> Task details: Using the text below on SLiM discovery methods, list every method it names as a non-discriminative de novo SLiM search method.

> Extract to read:
-------------------------

A SLiM is not perfectly conserved between proteins but rather represents the set of its evolutionary possible, still functional variants. Consequently, simplified models to characterize motifs exist. The regular expression (regex) is the simplest form of representing and working with sequence motifs. However, a regex represents only highly conserved positions well and is not able to capture positions with a low, but still significant conservation. Profile-based approaches such as weighted regexes (5) or Hidden Markov Models (HMMs, (6)) overcome these limitations and have more recently been used in de novo SLiM prediction (7–10).

Several methods have been published that offer de novo prediction of SLiMs using either regexes or profile-based methods. Regex-based tools include DILIMOT (11), SLiMFinder (12) or MotifHound (8). The popular MEME suite (13), which includes MEME and GLAM2 (14) for SLiM discovery, uses position weight matrices and Gibbs sampling, respectively. Several algorithms based on HMMs were also reported (NestedMICA (7), whmm (10) and dhmm (9)). However, the latter three all lack web-server access and are more difficult to use for bench scientists. More recently, de Brujin graphs were tested for SLiM discovery in proteins (15).

De novo SLiM search methods can also be classified as either non-discriminative, which only require a set of putative SLiM-containing proteins as input (these include SLiMFinder, MEME, DILIMOT and whmm); or discriminative, which in addition require a negative dataset of proteins that do not contain the putative SLiM. Therefore, additional biological knowledge is necessary for these methods in order to define a negative dataset for the sought-after SLiM. However, this knowledge does not always exist. MotifHound and dhmm are examples of discriminative de novo SLiM predictors. Several papers and reviews provide a comprehensive overview on SLiM discovery methods, as well as the inherent problems in finding novel SLiMs (8,16,17).

As SLiM discovery is computationally a difficult problem, none of the de novo SLiM search methods reported to date are able to discover SLiMs in proteins with reasonably good recall and precision. In fact, in de novo SLiM prediction, one has to typically trade off one for the other, reaching either high recall (e.g. GLAM2 with default settings) or high precision (e.g. SLiMFinder with default settings). It is therefore evident that finding novel SLiMs in proteins remains an important computational challenge.

-------------------------

> Listed entries:
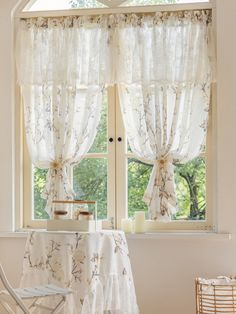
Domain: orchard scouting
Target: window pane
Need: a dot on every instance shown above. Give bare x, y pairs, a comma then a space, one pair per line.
39, 178
90, 183
191, 190
100, 142
138, 176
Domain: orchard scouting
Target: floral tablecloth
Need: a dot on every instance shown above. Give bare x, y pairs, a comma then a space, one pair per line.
95, 266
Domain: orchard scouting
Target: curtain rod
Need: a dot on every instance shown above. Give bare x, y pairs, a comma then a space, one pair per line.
117, 10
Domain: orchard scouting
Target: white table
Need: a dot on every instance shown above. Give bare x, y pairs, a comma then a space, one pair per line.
95, 266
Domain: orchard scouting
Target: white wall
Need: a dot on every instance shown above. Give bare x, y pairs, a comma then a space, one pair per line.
164, 269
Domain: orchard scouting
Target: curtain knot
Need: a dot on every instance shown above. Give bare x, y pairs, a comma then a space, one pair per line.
163, 161
56, 164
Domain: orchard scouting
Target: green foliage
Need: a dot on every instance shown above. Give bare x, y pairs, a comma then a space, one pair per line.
90, 176
96, 4
191, 189
39, 176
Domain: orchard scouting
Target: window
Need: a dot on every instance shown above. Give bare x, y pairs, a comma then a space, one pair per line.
43, 5
112, 175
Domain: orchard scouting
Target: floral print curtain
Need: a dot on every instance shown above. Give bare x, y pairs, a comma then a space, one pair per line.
62, 72
162, 65
164, 89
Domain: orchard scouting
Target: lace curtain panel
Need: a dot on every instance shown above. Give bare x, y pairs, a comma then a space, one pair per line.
162, 65
61, 71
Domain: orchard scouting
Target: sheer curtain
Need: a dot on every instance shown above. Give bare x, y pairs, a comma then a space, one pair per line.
164, 79
161, 63
63, 64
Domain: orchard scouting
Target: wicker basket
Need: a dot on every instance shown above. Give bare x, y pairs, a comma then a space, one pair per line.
216, 296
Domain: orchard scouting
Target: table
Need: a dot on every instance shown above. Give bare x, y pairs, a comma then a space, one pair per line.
95, 266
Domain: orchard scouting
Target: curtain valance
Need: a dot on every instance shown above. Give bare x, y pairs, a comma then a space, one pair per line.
85, 51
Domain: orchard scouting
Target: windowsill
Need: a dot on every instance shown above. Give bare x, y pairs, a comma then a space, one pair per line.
147, 236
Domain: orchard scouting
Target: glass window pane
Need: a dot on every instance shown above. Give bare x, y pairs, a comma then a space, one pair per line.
155, 2
90, 183
100, 141
39, 178
138, 176
190, 181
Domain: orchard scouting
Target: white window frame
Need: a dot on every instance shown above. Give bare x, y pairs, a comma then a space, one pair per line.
118, 161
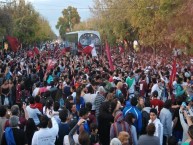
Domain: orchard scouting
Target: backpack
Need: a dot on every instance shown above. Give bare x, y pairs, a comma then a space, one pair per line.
145, 120
124, 129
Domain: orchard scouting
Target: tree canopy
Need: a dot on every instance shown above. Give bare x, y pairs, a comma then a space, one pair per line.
21, 20
153, 23
66, 22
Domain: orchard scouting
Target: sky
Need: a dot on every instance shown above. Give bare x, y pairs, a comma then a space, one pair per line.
52, 9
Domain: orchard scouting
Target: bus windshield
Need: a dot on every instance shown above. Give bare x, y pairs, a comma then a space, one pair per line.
89, 38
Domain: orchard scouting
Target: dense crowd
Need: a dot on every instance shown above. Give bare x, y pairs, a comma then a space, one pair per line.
79, 100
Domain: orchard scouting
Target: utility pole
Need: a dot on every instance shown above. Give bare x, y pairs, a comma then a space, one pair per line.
70, 21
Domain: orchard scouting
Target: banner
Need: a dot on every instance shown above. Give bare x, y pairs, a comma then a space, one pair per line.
36, 51
87, 49
51, 64
13, 42
109, 56
121, 49
173, 74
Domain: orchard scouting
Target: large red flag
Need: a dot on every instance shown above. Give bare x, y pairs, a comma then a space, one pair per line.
87, 49
121, 49
13, 42
36, 51
173, 74
62, 52
109, 56
51, 64
30, 53
80, 46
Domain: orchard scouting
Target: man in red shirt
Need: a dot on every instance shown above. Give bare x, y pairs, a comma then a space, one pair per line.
156, 103
143, 86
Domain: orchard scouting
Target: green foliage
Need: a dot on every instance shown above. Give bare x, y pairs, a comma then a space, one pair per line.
21, 20
68, 20
154, 23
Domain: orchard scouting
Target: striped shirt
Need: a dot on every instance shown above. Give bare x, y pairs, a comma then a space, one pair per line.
97, 102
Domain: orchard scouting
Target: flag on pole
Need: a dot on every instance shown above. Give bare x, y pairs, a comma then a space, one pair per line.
109, 56
121, 49
93, 52
173, 74
30, 53
36, 51
87, 49
13, 42
80, 46
51, 64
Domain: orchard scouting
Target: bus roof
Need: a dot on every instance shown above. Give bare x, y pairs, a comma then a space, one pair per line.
84, 31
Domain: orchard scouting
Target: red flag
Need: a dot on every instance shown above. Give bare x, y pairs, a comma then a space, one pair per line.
36, 51
173, 74
51, 64
121, 49
30, 53
80, 46
87, 49
13, 42
109, 56
62, 52
67, 49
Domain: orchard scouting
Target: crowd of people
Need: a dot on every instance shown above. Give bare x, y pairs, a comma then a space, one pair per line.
78, 100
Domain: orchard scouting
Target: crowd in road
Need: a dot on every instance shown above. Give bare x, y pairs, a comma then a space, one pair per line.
78, 99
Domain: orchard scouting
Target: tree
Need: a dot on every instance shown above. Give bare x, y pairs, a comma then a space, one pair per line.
21, 20
6, 23
69, 18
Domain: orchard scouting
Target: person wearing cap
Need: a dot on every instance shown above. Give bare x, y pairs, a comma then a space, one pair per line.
157, 123
99, 99
131, 84
46, 135
155, 102
131, 108
149, 138
119, 125
3, 119
14, 135
166, 119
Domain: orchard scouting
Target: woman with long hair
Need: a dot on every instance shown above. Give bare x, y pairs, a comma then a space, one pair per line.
79, 100
130, 119
189, 141
30, 130
5, 93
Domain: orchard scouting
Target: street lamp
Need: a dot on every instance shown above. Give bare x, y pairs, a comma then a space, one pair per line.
70, 24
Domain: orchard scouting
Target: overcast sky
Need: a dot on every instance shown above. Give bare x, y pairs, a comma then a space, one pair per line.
51, 9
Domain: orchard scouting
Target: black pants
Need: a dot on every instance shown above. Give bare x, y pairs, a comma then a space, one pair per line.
164, 140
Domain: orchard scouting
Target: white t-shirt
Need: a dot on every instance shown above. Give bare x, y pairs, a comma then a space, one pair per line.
66, 139
46, 136
35, 92
33, 114
90, 98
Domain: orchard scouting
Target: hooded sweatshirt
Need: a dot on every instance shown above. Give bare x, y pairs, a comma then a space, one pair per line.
158, 129
118, 125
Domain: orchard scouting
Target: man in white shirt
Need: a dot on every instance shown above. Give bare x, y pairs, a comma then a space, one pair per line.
46, 136
33, 111
157, 123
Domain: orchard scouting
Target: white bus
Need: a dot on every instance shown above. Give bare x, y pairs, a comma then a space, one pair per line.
85, 38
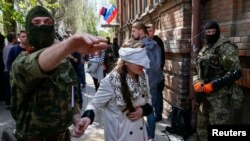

-------------------------

> Result: SLiMFinder, MEME, DILIMOT, whmm